Items from a labeling collection:
::::::

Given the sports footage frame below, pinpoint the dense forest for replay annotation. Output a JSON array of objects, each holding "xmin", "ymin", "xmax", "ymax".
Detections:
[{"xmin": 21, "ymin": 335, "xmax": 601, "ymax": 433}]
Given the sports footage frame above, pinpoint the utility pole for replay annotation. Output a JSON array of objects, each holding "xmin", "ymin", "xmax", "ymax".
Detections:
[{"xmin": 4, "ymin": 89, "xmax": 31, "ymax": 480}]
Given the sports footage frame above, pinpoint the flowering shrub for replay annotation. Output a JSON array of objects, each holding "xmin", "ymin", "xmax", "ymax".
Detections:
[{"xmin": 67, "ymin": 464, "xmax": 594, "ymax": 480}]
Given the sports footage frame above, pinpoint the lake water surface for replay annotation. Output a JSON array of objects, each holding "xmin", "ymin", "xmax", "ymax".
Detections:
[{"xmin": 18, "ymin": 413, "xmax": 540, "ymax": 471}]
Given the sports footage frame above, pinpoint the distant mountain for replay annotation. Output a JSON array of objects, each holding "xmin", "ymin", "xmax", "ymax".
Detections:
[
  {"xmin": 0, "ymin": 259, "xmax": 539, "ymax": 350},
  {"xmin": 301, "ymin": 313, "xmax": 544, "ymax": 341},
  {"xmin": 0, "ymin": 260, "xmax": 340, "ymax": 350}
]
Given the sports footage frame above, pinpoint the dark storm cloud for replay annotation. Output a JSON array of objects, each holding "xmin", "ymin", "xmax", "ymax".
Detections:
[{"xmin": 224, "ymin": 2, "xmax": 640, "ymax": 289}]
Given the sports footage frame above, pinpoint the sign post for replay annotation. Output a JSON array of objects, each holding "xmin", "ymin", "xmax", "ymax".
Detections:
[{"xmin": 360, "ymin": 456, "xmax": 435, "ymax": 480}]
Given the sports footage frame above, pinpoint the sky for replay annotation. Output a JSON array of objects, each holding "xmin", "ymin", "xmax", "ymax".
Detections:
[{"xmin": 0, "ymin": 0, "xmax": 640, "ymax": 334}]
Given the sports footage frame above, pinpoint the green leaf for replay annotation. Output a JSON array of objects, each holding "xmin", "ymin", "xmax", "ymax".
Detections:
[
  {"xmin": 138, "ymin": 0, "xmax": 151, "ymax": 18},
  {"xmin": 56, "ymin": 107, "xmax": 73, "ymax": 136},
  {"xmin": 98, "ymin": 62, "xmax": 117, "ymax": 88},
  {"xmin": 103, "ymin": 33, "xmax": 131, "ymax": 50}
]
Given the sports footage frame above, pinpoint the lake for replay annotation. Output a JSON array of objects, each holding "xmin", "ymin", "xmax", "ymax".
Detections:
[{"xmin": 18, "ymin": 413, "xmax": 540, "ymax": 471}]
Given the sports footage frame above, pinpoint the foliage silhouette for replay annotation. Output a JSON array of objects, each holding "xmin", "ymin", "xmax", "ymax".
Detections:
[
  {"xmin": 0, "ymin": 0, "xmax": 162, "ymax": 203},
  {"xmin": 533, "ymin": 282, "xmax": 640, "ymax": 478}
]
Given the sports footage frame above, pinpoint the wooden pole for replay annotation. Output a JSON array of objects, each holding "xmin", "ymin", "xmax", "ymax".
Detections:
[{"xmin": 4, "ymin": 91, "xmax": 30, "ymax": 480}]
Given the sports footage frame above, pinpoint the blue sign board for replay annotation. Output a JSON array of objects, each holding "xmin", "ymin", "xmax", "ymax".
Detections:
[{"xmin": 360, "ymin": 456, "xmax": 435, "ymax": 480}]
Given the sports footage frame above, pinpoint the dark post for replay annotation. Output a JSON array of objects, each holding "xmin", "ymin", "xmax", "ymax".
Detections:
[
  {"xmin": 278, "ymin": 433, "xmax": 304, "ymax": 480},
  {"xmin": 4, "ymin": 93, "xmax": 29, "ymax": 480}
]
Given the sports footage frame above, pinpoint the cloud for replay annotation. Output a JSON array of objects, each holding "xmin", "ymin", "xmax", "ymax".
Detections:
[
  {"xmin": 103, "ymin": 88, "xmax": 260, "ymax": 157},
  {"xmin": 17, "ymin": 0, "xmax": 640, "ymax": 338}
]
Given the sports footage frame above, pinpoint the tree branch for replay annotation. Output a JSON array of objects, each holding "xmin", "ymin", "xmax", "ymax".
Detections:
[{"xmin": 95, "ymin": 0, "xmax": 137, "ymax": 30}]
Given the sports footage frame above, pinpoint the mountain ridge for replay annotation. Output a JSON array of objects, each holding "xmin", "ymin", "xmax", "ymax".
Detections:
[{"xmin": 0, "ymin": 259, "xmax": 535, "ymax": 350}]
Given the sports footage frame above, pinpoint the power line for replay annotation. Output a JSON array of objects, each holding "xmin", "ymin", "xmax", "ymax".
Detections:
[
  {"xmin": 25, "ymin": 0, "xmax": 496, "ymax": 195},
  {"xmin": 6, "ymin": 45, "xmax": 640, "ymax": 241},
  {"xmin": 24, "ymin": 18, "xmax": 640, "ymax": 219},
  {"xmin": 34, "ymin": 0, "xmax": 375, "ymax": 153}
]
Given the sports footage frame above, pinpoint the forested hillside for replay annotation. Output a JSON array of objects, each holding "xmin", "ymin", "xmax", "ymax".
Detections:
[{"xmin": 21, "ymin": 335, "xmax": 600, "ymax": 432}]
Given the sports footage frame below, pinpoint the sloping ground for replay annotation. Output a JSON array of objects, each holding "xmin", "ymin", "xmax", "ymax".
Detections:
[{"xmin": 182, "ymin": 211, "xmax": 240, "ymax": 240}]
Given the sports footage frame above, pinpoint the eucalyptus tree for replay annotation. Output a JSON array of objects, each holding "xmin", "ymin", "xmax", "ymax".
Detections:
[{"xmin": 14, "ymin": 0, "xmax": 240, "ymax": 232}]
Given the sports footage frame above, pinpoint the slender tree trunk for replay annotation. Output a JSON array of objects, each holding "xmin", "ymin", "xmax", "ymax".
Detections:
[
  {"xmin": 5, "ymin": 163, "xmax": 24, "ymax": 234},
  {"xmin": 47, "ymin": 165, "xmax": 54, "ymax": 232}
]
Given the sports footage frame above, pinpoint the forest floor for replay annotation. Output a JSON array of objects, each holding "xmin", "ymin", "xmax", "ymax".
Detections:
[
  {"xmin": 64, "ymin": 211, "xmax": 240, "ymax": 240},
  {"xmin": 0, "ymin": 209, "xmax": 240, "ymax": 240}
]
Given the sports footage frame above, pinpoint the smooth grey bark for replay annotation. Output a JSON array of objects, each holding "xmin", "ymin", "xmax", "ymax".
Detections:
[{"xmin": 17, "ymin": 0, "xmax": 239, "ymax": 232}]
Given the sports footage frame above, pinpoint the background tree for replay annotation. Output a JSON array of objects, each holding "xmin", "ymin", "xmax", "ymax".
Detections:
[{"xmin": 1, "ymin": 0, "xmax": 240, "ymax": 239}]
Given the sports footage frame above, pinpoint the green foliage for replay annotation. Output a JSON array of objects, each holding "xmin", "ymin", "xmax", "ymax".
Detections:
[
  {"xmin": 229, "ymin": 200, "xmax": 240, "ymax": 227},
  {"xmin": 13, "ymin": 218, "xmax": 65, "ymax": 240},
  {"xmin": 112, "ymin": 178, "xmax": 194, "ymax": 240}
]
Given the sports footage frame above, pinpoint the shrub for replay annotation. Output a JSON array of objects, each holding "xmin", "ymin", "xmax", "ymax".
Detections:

::::::

- **EXERCISE DIRECTIONS**:
Copy everything from the line containing "Given the sports footage frame above, pinpoint the background" down to the end of the material, and replace "replay annotation" with "broadcast review" while leaving the rest unchanged.

- **WRITTEN REPLY**:
Given the sports footage frame above, pinpoint the background tree for broadcast review. Output a JSON array of objects, each holding "xmin", "ymin", "xmax", "ymax".
Detections:
[{"xmin": 1, "ymin": 0, "xmax": 240, "ymax": 239}]
Given the sports footage frame above, pinpoint the green foliage for broadcast review. Output a JSON array of objects, each holding "xmin", "ymin", "xmax", "ymax".
Detections:
[
  {"xmin": 229, "ymin": 200, "xmax": 240, "ymax": 227},
  {"xmin": 13, "ymin": 218, "xmax": 65, "ymax": 240},
  {"xmin": 112, "ymin": 178, "xmax": 194, "ymax": 240}
]
Given the sports footage frame above, pinpoint the shrub for broadcast review. Output a JSON array of objects, each holding "xmin", "ymin", "xmax", "ymax".
Detections:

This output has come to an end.